Search the records for the string "hair", then copy each line where it appears.

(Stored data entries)

--------------------------------------------------

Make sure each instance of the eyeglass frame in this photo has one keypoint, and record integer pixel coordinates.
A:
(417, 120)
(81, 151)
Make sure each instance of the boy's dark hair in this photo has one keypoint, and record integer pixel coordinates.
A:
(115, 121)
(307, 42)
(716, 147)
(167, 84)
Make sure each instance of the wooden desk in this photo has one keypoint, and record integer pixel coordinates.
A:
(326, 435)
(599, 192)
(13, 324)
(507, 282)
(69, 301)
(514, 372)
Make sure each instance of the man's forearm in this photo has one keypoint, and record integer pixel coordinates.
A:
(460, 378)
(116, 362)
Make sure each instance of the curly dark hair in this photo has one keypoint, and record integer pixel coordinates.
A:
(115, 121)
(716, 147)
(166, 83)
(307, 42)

--------------------------------------------------

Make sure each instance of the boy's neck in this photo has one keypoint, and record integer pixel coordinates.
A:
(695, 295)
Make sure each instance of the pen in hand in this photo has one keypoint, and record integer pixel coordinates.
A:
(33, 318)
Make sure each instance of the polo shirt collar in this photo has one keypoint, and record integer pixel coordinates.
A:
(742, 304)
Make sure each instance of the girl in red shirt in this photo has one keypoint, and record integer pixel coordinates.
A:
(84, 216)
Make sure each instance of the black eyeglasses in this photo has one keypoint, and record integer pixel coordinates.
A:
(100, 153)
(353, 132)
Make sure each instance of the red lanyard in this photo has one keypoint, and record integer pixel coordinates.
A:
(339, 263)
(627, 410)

--------------------------------------------------

## RESPONSE FOR THIS EXERCISE
Make sure each instance of the boy's dark hair in this photo has one keypoint, and record integer pixel coordinates.
Make sure each instance of the curly dark hair in this photo has one keypoint, and record integer pixel coordinates.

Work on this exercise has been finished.